- **SELECTION**:
In the blog post, Union Label, I discussed how Unions need to change their dynamics and in turn educate those about the point and purpose of the Union. They need to disrupt in the same manner Uber disrupted Taxi Service only without the bullying, sexual harassment and intimidation. Oh wait Unions did do that so they can just skip that phase.
But I also mentioned the infamous and now growing non compete clause set into employment agreements for even the most mundane gigs. And nowhere epitomizes this better than Idaho. And you thought the lawsuit a few years ago over the dead Steve Jobs tactics on job poaching were new? Again they just do it with Zen in the Valley.
Quit Your Job for a Better One? Not if You Live in Idaho
By CONOR DOUGHERTY
THE NEW YORK TIMES
JULY 14, 2017
BOISE, Idaho — Idaho achieved a notable distinction last year: It became one of the hardest places in America for someone to quit a job for a better one.
The state did this by making it easier for companies to enforce noncompete agreements, which prevent employees from leaving their company for a competitor.
While its economy is known for agriculture — potatoes are among the state’s biggest exports — Idaho has a long history as a technology hub. And the new law landed in the middle of the tech world, causing a clash between hungry start-ups looking to poach employees and more established companies that want to lock their people in place.
“We’re trying to build the tech ecosystem in Boise,” said George Mulhern, chief executive of Cradlepoint, a company here that makes routers and other networking equipment. “And anything that would make somebody not want to move here or start a company here is going to slow down our progress.”
Alex LaBeau, president of the Idaho Association of Commerce and Industry, a trade group that represents many of the state’s biggest employers, countered: “This is about companies protecting their assets in a competitive marketplace.”
Versions of this clash have played out nationwide, as state lawmakers consider whether to make it easier or harder for companies to block workers from jumping to competitors. Both sides in the debate, which bridges party lines, say they are trying to create an environment in which local businesses can thrive.
For the most part, states have been moving toward making it easier for people to switch teams, but Idaho went the other direction with legislation that was friendlier to employers. The resulting law was particularly strict because it put the onus on employees to prove that they would not harm their former employers by taking the new jobs.
Proponents note that the statute applies only to “key employees” who tend to have more responsibility and better pay. But employment lawyers say Idaho companies tie down all levels of workers, not just top executives, with tough employment contracts. And indeed, the new law has roots in a yearslong fight waged by a woman who never finished high school but built a career selling tech-training services, only to be sued when she left for a better-paying job.
The most extreme end of the spectrum is California, which prohibits noncompete agreements entirely. Economists say this was a crucial factor behind Silicon Valley’s rise, because it made it easier for people to start and staff new businesses. But as states like Utah and Massachusetts have tried to move closer to this approach, legislators have run into mature companies trying to hold onto their best employees.
When Mike Schultz, a Republican state representative in Utah, introduced an ultimately successful bill last year to make such agreements harder to enforce, incumbent businesses were his biggest opponents. “But then you had the new entrepreneurs, and most of those guys were in favor of doing away with noncompetes,” he said. “Those are the guys out there growing and trying to hire people.”
A recent survey showed that one in five American workers is bound by a noncompete clause. They cover workers up and down the economic spectrum, from executives to hairdressers. Despite their widespread use, these agreements often catch departing workers off guard because they are rarely highlighted during interviews and are usually tucked inside employment contracts that are full of impenetrable legalese few people can understand.

- **WRITTEN TASK 1**: According to the blog post on noncompete agreements, what share of American workers does a recent survey show is bound by a noncompete clause?

- **GIVEN DATA**:
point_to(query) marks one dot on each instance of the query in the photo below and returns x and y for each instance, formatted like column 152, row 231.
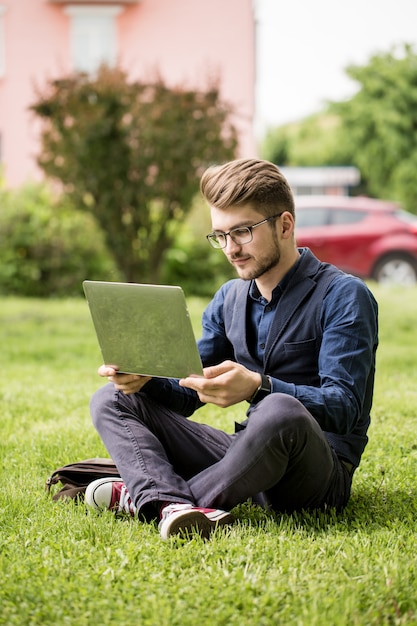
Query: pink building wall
column 186, row 41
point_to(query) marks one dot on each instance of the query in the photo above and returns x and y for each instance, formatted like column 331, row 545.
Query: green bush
column 193, row 264
column 47, row 248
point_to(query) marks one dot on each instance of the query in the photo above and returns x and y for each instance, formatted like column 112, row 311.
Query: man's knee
column 280, row 412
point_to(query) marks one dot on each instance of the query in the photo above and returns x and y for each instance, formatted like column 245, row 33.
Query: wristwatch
column 264, row 389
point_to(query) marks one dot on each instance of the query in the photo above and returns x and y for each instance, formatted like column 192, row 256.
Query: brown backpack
column 75, row 477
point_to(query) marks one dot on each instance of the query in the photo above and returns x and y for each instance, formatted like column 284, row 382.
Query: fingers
column 128, row 383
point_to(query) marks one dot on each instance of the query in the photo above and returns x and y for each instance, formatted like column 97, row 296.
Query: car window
column 311, row 217
column 346, row 216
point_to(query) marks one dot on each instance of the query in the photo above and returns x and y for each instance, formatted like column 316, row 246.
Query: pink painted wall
column 186, row 41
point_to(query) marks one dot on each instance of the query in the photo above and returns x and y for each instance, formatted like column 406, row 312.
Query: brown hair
column 247, row 181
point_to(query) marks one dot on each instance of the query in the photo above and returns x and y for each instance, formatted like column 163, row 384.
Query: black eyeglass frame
column 212, row 238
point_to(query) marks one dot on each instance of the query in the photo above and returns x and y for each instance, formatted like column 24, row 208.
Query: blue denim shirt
column 346, row 357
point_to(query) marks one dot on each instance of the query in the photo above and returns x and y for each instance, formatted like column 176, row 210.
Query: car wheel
column 396, row 269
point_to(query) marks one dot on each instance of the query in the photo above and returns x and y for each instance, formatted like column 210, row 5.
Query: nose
column 231, row 246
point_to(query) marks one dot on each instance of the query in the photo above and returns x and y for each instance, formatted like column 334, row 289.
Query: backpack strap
column 75, row 477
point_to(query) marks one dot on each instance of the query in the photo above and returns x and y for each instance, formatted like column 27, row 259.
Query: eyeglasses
column 240, row 235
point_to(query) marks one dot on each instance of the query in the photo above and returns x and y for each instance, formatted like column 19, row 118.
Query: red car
column 369, row 238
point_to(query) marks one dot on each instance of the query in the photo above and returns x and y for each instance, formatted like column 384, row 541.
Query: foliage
column 311, row 142
column 132, row 153
column 191, row 262
column 375, row 130
column 46, row 247
column 380, row 124
column 60, row 565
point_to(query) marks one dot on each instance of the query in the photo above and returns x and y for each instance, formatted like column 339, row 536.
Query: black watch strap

- **WRITTEN TASK 2**: Write out the records from their start through the line that contains "column 128, row 383", with both ends included. Leave the pictures out of your answer.

- **TASK ANSWER 1**: One in five.

- **TASK ANSWER 2**:
point_to(query) marks one dot on each instance of the query in the photo below and returns x and y for each instance, formatted like column 152, row 231.
Query: pink building wall
column 186, row 41
point_to(query) marks one dot on each instance of the query in the photo above and returns x and y for each instance, formatted like column 331, row 545.
Query: green bush
column 193, row 264
column 47, row 248
point_to(query) marks one dot on each instance of the query in the photo above and returns x and y for each instance, formatted like column 112, row 311.
Query: man's knee
column 280, row 412
point_to(query) marks one dot on each instance of the query in the photo above and returns x and y for each instance, formatted like column 245, row 33.
Query: wristwatch
column 264, row 389
point_to(query) marks one dot on each instance of the query in the photo above and returns x and y for each instance, formatted like column 192, row 256.
Query: brown backpack
column 75, row 477
point_to(query) marks one dot on each instance of the query in the photo above and returns x and y for each instance, formatted like column 284, row 382.
Query: fingers
column 128, row 383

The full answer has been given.